● Instructions to follow: Please return the data that follows precisely as written, but without the images.

* * * * * * * * *

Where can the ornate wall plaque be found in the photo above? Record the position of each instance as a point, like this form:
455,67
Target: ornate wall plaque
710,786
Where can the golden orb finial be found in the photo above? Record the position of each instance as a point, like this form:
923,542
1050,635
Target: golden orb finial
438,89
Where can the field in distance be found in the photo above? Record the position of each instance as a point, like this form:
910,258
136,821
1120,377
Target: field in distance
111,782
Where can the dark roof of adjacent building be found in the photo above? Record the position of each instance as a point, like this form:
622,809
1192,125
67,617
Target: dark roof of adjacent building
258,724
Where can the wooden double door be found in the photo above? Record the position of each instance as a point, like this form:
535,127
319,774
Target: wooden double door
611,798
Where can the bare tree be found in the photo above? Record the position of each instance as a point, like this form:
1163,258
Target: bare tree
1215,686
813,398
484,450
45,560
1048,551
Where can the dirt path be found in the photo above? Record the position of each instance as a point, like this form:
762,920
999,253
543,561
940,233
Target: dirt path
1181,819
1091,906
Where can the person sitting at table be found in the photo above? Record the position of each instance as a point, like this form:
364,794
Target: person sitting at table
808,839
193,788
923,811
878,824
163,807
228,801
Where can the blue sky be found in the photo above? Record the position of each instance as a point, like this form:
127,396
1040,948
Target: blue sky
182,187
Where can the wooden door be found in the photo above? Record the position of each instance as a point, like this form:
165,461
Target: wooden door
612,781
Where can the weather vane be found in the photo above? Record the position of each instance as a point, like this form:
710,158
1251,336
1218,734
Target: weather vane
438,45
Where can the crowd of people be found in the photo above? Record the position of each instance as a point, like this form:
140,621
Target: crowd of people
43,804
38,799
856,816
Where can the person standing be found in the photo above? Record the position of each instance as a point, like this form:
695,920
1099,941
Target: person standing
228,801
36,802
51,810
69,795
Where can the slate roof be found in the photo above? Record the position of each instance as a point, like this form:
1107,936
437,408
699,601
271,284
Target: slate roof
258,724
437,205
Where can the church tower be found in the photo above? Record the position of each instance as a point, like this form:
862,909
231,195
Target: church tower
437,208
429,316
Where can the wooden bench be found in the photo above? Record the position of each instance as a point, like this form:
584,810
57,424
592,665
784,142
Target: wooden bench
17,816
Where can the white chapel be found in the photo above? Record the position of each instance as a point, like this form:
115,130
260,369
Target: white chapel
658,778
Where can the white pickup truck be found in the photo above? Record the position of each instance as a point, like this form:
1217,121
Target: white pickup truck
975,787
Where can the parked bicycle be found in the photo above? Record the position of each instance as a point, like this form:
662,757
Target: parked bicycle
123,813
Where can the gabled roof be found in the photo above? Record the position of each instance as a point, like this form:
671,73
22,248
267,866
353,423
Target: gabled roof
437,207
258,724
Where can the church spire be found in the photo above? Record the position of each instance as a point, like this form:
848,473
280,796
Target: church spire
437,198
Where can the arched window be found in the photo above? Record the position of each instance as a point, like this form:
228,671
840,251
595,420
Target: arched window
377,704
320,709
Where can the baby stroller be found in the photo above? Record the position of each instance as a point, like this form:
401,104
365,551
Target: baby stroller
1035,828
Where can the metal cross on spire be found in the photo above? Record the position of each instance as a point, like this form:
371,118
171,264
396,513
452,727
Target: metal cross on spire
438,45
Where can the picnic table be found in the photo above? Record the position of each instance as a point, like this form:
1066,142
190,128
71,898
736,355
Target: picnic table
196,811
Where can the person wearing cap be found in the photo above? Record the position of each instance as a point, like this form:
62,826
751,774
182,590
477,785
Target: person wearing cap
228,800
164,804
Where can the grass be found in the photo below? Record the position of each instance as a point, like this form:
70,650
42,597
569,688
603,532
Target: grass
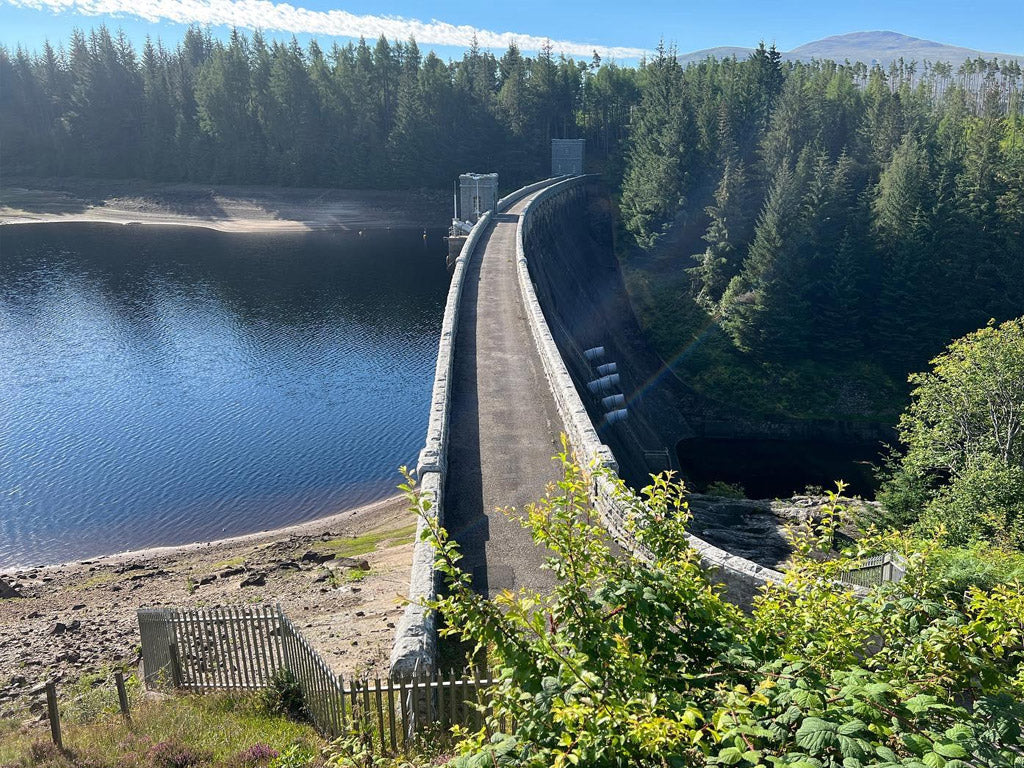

* * * * * * * * *

● The answer:
Where can the ornate wall plaque be found in the photo above? Record the position of each instance as a point, like this form:
455,67
Target: ornate wall plaque
710,786
Where can the golden orb finial be found in the photo above? Record the position of each instance as a point, like this form:
923,542
1050,635
Target: golden orb finial
438,89
Where can the field in distance be found in the photo above? Record the position of each instance as a point, like this form:
910,258
136,821
1120,377
Target: field in distance
111,782
Where can the dark roof of adjacent building be found in the photo above? Record the position of each instance as a point, like this form:
622,809
1192,125
67,617
Target: dark roof of adjacent building
258,724
Where can the wooden double door be found in the photo above? Record the position of each instance as a point, like this form:
535,127
319,774
Target: wooden double door
611,798
Where can the bare tree be found in the photo above? Record the position of each instance as a point, like this form:
1163,258
Target: bare tree
1215,686
813,398
484,450
45,560
1048,551
Where can the dirt path be found in the photo above? Record the position of each instance as a point, like this form:
762,920
999,253
543,561
940,233
Target: dirt path
1181,819
1091,906
Where can the person sitting at table be found in the photo above? Record the position of each instance as a point, like this form:
364,794
Target: person sitting at table
808,839
193,788
923,811
878,824
163,807
228,801
Where can the blue sky be found in the photo above? Record the position of each instance as a point, like this form:
127,396
1040,948
Target: blue sky
182,187
Where can the wooden door be found in the photo above? Record the position of each instance as a point, like this form:
165,461
Target: wooden door
612,781
Where can the weather vane be found in the photo above? Record the position of each instance as a point, like this form:
710,158
1251,336
1218,734
Target: weather vane
438,45
Where can the crowd of people be found in the photo above? Record the position of each instance as a point, like this form:
140,621
Target: crowd of people
43,804
38,799
856,816
Where can the person standing be found in the photo above? Record the position of each instance as a point, like this form:
695,920
1099,941
Target: person standing
228,801
36,802
51,810
69,795
Where can the slate roof be found in the photo above? Record the position of each instance as a point, like this form:
1107,936
437,408
699,601
271,284
Target: slate roof
258,724
437,205
Where can the church tower be found in the photo above? Record the position of each instance as a point, like this form:
862,909
231,195
Target: church tower
437,208
429,316
Where can the wooden bench be found in the photo above? Record the position of each instance as a point, like this form:
584,810
57,424
592,665
784,142
Target: wooden bench
17,816
Where can the white chapel be found in the photo above? Record the position of each instance as a point, like this form:
115,130
260,369
Target: white chapel
658,778
Where can the white pickup truck be found in the photo above? Record the position of each instance as a point, like this form:
1217,121
Target: white pickup truck
975,787
Where can the parked bicycle be found in the photo above? Record the position of each instance as a point, like this form:
662,757
Target: parked bicycle
123,813
Where can the gabled roof be found in the photo above? Record the position of each instance as a point, like this form:
671,73
22,248
267,866
353,423
Target: gabled roof
437,207
258,724
Where can the church spire be found in the photo above? Record the position of each instance as a point, like this form:
848,473
280,796
Target: church spire
437,198
Where can the arched window be found in the photo above? Record the position of each instance as a point, like this form:
228,671
840,251
595,420
Target: arched window
377,704
320,709
Where can the baby stroller be found in the photo above? Record the position of each instance as a point, like this form:
401,104
365,551
Target: baby stroller
1035,828
Where can the metal cross on spire be found in the photo above? Record the position of each instance as a point, like this form:
371,118
171,264
396,513
452,727
Target: metal cross on spire
438,45
Where can the picnic table be found in the photo above? Record the position of each instance as a point, like this form:
1066,142
190,128
71,898
736,355
Target: picnic table
196,811
Where can the person wearing cap be found in the photo above? Record the position of each instance as a point, like this form:
62,826
751,774
182,590
477,785
Target: person wearing cap
228,800
164,804
Where can the grass be found in the photo below? Record the position of each instance as a point, like this form:
70,650
42,597
569,688
603,532
Target: grass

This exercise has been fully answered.